### DIRECTIONS FOR THIS TASK
Extract all data as written.

Point localization data:
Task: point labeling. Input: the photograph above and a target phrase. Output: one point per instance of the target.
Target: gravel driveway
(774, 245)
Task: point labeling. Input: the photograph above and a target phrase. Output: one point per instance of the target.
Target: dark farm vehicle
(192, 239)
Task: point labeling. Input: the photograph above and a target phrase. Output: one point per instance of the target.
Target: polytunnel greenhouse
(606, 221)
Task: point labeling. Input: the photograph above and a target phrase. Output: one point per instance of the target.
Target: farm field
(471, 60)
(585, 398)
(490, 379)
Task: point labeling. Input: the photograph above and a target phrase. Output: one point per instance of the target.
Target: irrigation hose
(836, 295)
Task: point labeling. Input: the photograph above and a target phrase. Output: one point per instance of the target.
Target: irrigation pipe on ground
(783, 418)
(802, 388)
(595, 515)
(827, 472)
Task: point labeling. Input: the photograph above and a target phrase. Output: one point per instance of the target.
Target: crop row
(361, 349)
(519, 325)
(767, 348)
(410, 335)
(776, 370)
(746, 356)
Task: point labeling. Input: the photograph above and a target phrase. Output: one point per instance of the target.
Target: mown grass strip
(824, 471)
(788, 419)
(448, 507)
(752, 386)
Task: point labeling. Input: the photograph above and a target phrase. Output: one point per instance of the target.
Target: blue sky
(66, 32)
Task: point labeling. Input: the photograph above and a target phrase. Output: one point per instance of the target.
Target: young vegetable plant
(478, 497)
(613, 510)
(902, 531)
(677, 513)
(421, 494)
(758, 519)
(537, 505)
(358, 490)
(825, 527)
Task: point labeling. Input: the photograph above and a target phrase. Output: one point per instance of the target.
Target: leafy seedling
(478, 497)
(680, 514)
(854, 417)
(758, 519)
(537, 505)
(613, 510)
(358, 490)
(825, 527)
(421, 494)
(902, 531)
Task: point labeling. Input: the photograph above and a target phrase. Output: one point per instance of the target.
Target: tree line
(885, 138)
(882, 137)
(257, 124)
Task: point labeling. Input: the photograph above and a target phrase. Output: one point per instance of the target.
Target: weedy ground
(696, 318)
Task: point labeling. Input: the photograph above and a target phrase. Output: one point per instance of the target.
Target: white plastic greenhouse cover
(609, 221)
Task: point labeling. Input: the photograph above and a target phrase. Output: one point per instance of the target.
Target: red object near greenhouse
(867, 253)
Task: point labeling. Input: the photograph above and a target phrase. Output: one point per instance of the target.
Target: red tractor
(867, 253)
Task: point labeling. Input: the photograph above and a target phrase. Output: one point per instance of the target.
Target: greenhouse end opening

### SOLUTION FOR THIS EXERCISE
Task: point labeling. Input: the photograph above and a target phrase. Output: one point per instance of the target.
Target: gravel driveway
(774, 245)
Task: point labeling. Input: the photograph above and a target phrase. Output: one point per instance of the target.
Target: dark farm vehicle
(192, 239)
Task: point labeling. Input: the photograph above and a target phrase. Output: one point per instance of the target.
Target: polytunnel greenhouse
(606, 221)
Task: point labeling. Input: the photograph above and a target phrase. Output: one point per instance of the target.
Target: farm field
(471, 60)
(585, 398)
(490, 379)
Task: point labeling. Input: the photograph above and a target phrase. Output: one point per instance of the target.
Target: irrigation hose
(836, 295)
Task: point labeling. Input: the photograph above and a target phrase. Output: one point per instance of the target.
Target: irrigation pipe on ground
(783, 418)
(802, 388)
(595, 515)
(827, 472)
Task: point labeling. Input: the photograph above and a target phrase. Output: one point per instance of the target.
Target: crop row
(361, 349)
(519, 325)
(767, 348)
(410, 335)
(776, 370)
(746, 356)
Task: point labeling. Input: the photograph above and a target phrase. Output: one point per instance of the target.
Target: mown grass strip
(824, 471)
(788, 419)
(448, 507)
(752, 386)
Task: point labeling. Input: the photograph above and a target phrase. Output: one point per instance of the target.
Target: blue sky
(66, 32)
Task: point labeling. Input: the photograph above and a target phrase. Output: one point per instance of the target.
Target: young vegetable plant
(478, 497)
(613, 510)
(902, 531)
(677, 513)
(421, 494)
(758, 519)
(537, 505)
(358, 490)
(825, 527)
Task: point labeling. Input: the photograph above and a target phrase. Output: one point per instance of the target.
Target: leafy seedling
(478, 497)
(680, 514)
(854, 417)
(758, 519)
(537, 505)
(613, 510)
(358, 490)
(825, 527)
(421, 494)
(902, 531)
Task: point labeling. Input: the photograph above and a target phrase. Output: one point per instance of the target.
Target: tree line
(885, 138)
(882, 137)
(257, 124)
Task: point labeling. Input: the photograph above and a target phrase. Output: one point per instance of the target.
Target: weedy ground
(696, 318)
Task: point labeling. Input: the photograph above and a target phrase. Output: one point per instance of the target.
Target: white plastic greenhouse cover
(609, 221)
Task: point labeling. Input: the photograph above and a target phrase. Output: one point per instance of the target.
Target: red object near greenhouse
(867, 253)
Task: point labeling. Input: the photograph above and a target phrase. Output: one point per instance of the target.
Target: red tractor
(867, 253)
Task: point labeling. Input: the photograph above and a target phrase. Output: one point per instance of the target.
Target: greenhouse end opening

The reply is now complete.